§ **課題の指示**: 本文に挙げられているCO2分離方法をすべて書き出してください。

このCO2分離方法としては、例えばアミン吸収法や膜分離法、吸着分離法等の各種方法が考えられている。そして、回収したCO2は液化してから、例えばタンクやボンベに貯蔵し、出荷されることが一般的である。いずれの場合も設置スペースや動力が必要なため、設置場所においてそれらの制約があると、これらの設備を設置することができない。
【0003】
1)アミン吸収法は、回収率や回収純度に優れるが、大規模用途向きで、装置サイズも大きくなる、という問題がある。
【0004】
2)膜分離法は、操作性は簡便だが、圧力差で分離するため、CO2含有ガスの圧力がないと、圧縮機や真空ポンプ等が必要である。分離性能も高くないため、高純度・高回収率を達成するためには、複数段で分離するため、回転機器の基数も増加し、多くの動力を消費する、という問題がある。

座標ラベリングデータ:
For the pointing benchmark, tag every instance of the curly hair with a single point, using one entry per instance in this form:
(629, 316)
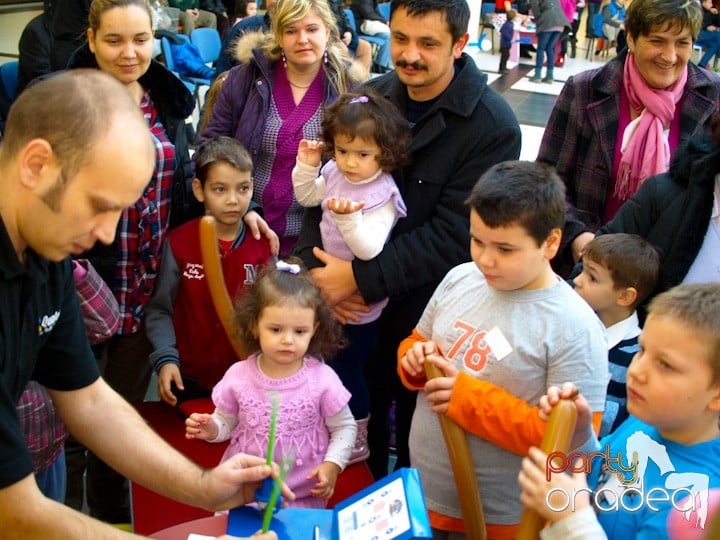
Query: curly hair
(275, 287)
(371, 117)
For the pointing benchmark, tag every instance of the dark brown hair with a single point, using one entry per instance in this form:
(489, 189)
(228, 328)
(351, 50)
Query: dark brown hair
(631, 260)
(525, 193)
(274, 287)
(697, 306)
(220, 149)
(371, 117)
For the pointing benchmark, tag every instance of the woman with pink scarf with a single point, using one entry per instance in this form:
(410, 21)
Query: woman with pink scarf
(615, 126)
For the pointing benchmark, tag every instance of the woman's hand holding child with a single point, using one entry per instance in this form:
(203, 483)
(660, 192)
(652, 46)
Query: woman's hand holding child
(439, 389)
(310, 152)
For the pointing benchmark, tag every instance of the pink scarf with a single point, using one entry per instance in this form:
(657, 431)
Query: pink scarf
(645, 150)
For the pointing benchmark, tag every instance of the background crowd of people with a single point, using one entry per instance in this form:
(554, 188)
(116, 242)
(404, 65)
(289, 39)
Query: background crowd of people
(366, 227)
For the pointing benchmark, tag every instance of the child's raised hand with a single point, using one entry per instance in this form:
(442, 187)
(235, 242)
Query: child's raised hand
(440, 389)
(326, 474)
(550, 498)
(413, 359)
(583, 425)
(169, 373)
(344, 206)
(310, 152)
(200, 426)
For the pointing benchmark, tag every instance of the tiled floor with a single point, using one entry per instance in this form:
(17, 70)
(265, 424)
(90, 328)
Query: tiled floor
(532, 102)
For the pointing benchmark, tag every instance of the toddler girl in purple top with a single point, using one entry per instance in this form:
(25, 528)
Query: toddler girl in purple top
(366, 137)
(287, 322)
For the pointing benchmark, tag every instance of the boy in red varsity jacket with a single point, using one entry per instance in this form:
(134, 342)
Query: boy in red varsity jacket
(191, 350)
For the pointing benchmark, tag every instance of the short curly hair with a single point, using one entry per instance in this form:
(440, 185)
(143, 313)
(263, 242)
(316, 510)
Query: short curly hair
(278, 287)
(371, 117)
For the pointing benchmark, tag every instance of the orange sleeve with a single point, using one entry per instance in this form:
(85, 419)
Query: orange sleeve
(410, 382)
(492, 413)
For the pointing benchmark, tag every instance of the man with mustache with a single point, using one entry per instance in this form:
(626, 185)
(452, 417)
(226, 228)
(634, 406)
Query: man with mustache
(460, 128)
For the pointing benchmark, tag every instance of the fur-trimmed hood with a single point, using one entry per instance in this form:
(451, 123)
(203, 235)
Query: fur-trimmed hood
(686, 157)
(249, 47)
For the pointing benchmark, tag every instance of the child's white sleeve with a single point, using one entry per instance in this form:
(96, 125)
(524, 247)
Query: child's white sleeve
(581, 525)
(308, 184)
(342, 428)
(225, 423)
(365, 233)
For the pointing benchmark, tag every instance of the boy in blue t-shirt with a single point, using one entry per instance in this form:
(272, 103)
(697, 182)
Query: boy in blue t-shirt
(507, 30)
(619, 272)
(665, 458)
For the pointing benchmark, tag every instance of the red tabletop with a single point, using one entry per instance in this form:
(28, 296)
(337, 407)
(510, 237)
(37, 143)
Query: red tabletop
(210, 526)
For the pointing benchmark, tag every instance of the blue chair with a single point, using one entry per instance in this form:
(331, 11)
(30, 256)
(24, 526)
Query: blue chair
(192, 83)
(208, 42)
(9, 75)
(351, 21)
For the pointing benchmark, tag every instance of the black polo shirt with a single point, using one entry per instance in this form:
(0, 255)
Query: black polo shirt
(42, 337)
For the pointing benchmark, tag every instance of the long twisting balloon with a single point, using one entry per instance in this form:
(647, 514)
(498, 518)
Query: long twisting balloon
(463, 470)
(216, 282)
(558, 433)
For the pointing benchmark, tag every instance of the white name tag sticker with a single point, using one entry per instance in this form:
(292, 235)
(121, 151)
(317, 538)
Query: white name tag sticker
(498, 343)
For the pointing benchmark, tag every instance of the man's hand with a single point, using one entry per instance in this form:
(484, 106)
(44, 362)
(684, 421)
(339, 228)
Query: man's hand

§ **解答例**: アミン吸収法、膜分離法、吸着分離法